▶ _WHAT THE EXERCISE ASKS_
Can the data below be echoed back word for word?
++++++++
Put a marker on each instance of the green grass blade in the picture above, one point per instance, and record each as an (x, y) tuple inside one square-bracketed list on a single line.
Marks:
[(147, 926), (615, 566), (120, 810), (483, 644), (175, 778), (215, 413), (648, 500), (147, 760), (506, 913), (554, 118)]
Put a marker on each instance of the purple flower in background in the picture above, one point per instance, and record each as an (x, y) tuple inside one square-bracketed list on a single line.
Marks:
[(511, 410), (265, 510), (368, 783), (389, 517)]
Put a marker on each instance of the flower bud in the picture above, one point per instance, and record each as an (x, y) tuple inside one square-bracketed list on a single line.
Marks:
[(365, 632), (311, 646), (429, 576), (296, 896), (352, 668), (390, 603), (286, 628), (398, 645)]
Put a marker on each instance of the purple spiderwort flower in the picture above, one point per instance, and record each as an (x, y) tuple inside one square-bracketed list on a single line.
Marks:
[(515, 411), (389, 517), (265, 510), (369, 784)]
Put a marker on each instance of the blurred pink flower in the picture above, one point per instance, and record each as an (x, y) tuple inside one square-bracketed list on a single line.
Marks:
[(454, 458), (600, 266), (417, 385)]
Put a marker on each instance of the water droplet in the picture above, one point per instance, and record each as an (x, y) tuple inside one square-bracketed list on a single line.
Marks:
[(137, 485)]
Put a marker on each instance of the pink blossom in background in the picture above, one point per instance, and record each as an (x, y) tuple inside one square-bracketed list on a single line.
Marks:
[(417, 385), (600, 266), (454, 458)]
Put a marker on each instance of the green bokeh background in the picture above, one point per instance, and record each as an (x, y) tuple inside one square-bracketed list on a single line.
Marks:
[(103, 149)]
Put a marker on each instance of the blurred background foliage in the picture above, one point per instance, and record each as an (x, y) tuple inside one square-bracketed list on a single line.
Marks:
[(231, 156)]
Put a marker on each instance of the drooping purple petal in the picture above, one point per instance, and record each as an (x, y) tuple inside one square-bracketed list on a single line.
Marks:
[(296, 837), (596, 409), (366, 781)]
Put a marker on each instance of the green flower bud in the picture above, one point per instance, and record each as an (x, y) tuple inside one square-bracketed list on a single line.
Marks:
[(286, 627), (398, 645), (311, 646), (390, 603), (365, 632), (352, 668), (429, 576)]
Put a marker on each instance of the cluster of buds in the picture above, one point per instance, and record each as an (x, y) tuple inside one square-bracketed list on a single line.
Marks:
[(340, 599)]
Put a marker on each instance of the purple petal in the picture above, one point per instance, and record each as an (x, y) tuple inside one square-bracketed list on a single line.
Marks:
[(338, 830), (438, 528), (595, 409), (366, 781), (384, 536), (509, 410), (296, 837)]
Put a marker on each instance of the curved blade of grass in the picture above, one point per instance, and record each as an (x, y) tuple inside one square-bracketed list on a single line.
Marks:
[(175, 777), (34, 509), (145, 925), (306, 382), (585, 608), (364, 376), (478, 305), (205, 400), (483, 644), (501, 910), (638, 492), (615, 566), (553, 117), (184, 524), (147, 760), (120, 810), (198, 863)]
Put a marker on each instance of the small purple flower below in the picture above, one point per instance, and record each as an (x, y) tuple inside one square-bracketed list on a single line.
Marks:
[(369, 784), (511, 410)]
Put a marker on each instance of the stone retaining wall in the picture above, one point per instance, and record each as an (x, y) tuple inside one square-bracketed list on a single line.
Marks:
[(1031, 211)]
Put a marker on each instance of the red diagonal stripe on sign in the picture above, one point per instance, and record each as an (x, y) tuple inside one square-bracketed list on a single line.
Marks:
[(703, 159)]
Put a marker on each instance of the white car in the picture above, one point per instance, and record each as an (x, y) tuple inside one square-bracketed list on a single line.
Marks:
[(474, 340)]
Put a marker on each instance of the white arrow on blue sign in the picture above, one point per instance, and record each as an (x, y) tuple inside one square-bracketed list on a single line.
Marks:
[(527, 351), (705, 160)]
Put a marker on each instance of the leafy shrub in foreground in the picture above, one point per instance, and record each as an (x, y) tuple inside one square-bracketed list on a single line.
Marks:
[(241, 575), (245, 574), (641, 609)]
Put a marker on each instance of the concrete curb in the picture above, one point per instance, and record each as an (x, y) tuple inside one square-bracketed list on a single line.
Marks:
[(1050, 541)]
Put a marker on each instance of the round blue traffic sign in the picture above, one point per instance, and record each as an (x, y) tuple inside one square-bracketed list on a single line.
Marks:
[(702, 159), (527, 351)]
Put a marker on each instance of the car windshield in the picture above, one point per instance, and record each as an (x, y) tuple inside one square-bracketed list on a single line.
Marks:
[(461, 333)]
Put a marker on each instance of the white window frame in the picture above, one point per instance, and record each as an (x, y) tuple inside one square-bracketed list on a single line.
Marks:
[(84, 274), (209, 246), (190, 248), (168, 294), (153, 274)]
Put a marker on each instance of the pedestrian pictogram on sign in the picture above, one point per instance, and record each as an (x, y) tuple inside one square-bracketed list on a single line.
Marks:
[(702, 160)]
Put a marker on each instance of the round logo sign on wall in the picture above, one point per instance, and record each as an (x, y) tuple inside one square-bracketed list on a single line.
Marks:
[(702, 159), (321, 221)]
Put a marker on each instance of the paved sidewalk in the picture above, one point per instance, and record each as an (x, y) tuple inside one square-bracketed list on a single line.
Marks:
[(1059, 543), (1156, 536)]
++++++++
▶ _TASK OUTPUT_
Put a marker on each instance of the green grass blade in the picture above, one point per instance, and record each as an (x, y) tuple inside one square-bracketed list on a single line.
Marks:
[(147, 926), (615, 566), (120, 810), (483, 644), (175, 778), (215, 413), (648, 500), (147, 760), (506, 913), (554, 118)]
Put a marker on each instance of the purple flower in background in the picture above, one point per instance, and record each as an (x, y) tuple inside one square-bracketed list on a single line.
Marks:
[(511, 410), (265, 510), (368, 783), (389, 517)]
Put a marker on each instance of the flower bud in the picture above, one point per instance, and record each as an (x, y) tuple inside one square-bracketed list on a single line.
Marks:
[(365, 632), (311, 646), (429, 576), (296, 896), (352, 668), (390, 603), (286, 628), (398, 645)]
Put a marker on each instance of the purple spiderwort flower in the picture above, one point per instance, and record each as an (x, y) tuple inside one square-bracketed list on a single line.
Marks:
[(515, 411), (389, 517), (265, 510), (369, 784)]
Put a marker on each instance of the blurred pink flower in the picture above, one point per instance, and record each as an (x, y) tuple inside one square-bracketed list on a single line.
Marks:
[(454, 458), (600, 266), (417, 385)]
Put a marker on each instance of the water droplet in the picture above, one point per instance, and record each as an (x, y) tuple inside one square-bracketed list on a single line.
Marks:
[(137, 485)]
Put a marker on each instance of the pink blossom in background in the picture above, one point per instance, and record each as an (x, y) tuple inside one square-bracketed list on a single line.
Marks:
[(417, 385), (600, 266), (454, 458)]
Put a marker on each instance of the green bokeh background in the picture above, one point per instance, and record each as an (x, y) tuple inside one square-bracketed list on a single line.
Marks:
[(103, 149)]
Put a marker on each instance of the blurred background foliage in the picture above, one point per instance, and record each as an (x, y) tuple inside one square-bracketed list on a single line.
Marks:
[(231, 156)]
Put a marker on each instance of the drooping purple petal in the picture above, one point per instance, and record each as an (x, y) tuple inside one square-bracketed list on a single line.
Marks:
[(296, 837), (596, 409), (366, 781)]
Put a marker on each instance of the green flower bud in the picture above, one point per instance, and record each as an (x, y) tuple inside one square-bracketed list on a single line.
Marks:
[(286, 627), (398, 645), (311, 646), (390, 603), (365, 632), (352, 668), (429, 576)]
Put a marker on each instance of the cluster of buds in the picture above, one point per instance, and record each as an (x, y) tuple inside one square-bracketed list on a single line.
Marks:
[(340, 599)]
Put a marker on each instance of the purple petal in the picture above, one point per instance, and record each as an (x, y) tuple inside one square-bracketed list on a single line.
Marks:
[(338, 830), (438, 528), (595, 409), (366, 781), (384, 536), (509, 410), (296, 837)]
Put a marker on each instance of the curved blade of grass in the picture above, one point per instance, and record each as an (x, y) tuple inside one square-bracketed list on a single line.
Marks:
[(175, 777), (34, 509), (145, 925), (306, 382), (585, 608), (364, 376), (478, 305), (205, 400), (483, 644), (501, 910), (638, 492), (615, 566), (553, 117), (184, 524), (147, 760), (120, 810), (198, 863)]
Put a marker on each instance of the small purple flower below in the picture above, one point per instance, and record each as an (x, y) tuple inside one square-bracketed list on a single line.
Marks:
[(369, 784), (511, 410)]
Put a marker on each instance of the stone retaining wall in the picture above, one point per instance, and record each as an (x, y) tuple inside one square-bracketed list on a single line.
Marks:
[(1031, 211)]
Put a marker on each instance of the red diagonal stripe on sign in the picture above, one point per instance, and record each as an (x, y) tuple inside one square-bracketed list on a single line.
Marks:
[(703, 159)]
Put a marker on each instance of the white car in the picture above, one point per instance, and record each as an (x, y) tuple inside one square-bracketed list on a single line.
Marks:
[(474, 340)]
Put a marker on each instance of the white arrow on blue sign in the picture above, one point per instance, and record each as an (x, y) tuple inside one square-bracketed list on a single line.
Marks:
[(527, 351), (705, 160)]
Put a marker on each instance of the leafy shrub in foreground in the picture above, one point per instance, and record each as an (x, y) tuple inside one square-bracketed list on a single line.
Marks:
[(241, 575), (245, 574), (641, 609)]
Put a marker on each instance of the concrete curb in the picture above, one point per instance, and record each as an (x, y) tuple inside one square-bracketed list on a single line.
Marks:
[(1050, 541)]
Put a marker on each instance of the round blue traffic sign in the picture above, one point per instance, and record each as an (x, y) tuple inside one square-bracketed list on a single line.
Marks:
[(702, 159), (527, 351)]
Put a marker on each instance of the car windshield in the picture above, one point per instance, and record each as an (x, y) tuple inside one square-bracketed list on a single line.
Marks:
[(461, 333)]
Put a marker on each instance of the white window frame in the picture above, one point per instance, and record each as an (x, y) tuple inside one square-bracketed list on a single line.
Marks:
[(84, 274), (209, 246), (190, 248), (168, 294), (153, 274)]
Put a marker on each instance of the pedestrian pictogram on sign in the picture above, one point per instance, and record each as an (x, y) tuple inside one square-bracketed list on a single line.
Marks:
[(702, 160)]
Put a marker on each instance of the round logo sign on wall in the picture above, one point per instance, and record each as an (x, y) tuple inside one square-bracketed list on a single line.
Marks:
[(702, 159), (321, 221)]
Put a marker on each instance of the paved sidewalk in the picture above, one point per instance, and record each as an (x, y) tuple inside one square-bracketed list on a single line.
Marks:
[(1059, 543), (1156, 536)]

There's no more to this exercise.